* ASSIGNED TASK: Which lines in the records below hold the word "black"? Copy each of them.

(Excerpts from a dataset)
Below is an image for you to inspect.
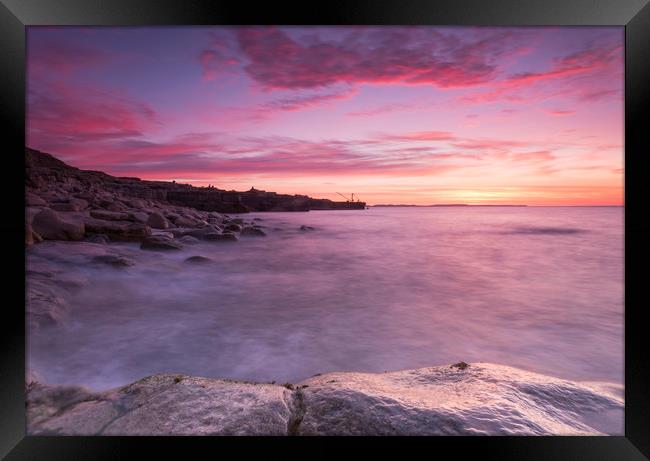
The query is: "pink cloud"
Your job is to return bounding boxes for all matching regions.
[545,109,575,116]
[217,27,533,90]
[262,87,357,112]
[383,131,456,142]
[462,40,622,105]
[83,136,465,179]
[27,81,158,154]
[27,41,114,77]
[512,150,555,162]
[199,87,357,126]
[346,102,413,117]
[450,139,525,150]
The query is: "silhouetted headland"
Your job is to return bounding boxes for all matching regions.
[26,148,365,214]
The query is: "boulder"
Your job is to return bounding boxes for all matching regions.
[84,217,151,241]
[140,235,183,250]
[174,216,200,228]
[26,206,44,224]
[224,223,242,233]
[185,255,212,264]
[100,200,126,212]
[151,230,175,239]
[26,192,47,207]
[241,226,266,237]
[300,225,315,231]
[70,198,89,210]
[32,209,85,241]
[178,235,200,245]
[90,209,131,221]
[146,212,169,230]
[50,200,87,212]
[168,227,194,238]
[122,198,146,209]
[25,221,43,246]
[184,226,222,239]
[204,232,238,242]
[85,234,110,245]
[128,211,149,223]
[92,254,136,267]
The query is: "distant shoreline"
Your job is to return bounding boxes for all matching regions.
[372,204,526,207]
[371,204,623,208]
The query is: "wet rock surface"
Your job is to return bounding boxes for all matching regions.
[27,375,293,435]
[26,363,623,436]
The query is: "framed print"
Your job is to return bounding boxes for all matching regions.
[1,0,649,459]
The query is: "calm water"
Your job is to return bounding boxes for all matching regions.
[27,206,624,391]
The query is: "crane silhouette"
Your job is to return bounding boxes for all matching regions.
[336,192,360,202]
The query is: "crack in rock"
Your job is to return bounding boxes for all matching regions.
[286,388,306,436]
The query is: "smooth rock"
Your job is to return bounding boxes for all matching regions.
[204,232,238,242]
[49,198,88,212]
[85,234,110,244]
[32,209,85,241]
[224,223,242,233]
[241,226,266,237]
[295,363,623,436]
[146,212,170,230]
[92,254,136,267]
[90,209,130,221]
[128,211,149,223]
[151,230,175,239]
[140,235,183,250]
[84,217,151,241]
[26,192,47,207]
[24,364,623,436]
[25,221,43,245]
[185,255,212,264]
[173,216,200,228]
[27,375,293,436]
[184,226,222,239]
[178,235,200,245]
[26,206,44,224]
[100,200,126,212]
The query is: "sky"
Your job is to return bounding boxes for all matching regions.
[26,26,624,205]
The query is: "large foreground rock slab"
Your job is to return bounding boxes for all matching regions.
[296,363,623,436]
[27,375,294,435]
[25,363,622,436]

---

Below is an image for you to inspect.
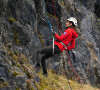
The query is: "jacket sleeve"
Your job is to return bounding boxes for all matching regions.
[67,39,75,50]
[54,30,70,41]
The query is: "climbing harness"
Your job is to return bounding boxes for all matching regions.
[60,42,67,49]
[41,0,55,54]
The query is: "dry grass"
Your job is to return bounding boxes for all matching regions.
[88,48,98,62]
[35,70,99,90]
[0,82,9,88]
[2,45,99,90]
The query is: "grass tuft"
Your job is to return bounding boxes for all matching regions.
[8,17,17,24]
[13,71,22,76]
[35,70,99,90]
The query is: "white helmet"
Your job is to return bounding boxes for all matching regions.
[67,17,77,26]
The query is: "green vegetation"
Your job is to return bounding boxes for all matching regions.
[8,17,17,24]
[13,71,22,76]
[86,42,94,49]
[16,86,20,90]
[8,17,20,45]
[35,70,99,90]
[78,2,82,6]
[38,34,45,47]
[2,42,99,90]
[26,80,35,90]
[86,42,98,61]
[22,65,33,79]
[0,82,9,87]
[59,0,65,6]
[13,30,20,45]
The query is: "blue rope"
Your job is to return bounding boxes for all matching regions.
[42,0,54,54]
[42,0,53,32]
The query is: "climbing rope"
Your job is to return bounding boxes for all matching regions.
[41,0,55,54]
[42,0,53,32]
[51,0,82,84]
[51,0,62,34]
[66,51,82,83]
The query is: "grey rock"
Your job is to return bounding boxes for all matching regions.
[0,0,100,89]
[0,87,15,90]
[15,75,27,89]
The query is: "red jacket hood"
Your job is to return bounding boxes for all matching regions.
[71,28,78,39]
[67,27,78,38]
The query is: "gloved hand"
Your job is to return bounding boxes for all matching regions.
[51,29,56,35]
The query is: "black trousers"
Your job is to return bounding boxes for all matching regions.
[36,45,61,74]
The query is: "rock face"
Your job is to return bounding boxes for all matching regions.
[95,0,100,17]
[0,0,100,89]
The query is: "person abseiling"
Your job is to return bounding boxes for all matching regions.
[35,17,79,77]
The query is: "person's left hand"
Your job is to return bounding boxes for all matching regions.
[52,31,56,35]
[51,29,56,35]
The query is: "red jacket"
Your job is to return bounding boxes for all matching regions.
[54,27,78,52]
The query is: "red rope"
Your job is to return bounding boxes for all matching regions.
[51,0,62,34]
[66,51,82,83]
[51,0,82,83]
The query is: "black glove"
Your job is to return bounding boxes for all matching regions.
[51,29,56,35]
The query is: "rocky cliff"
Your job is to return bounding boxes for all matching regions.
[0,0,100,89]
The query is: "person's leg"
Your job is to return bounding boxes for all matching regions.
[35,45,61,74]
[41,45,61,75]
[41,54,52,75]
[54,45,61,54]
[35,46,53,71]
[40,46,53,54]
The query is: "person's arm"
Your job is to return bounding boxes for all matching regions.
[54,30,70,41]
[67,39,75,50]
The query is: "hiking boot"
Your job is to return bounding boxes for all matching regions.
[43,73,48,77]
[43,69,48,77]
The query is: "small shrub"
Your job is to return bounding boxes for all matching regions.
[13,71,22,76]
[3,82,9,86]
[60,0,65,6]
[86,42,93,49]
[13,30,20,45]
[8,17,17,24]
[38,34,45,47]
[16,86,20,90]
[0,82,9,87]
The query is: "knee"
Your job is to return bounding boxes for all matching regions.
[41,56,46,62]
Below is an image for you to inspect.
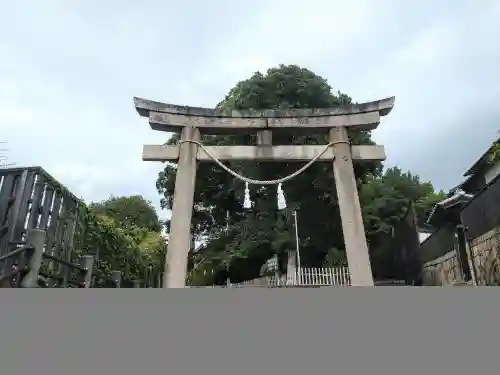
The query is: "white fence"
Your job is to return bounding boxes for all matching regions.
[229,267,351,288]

* WRITTEN RESPONSE:
The query is: "black trousers"
The query is: "black glove"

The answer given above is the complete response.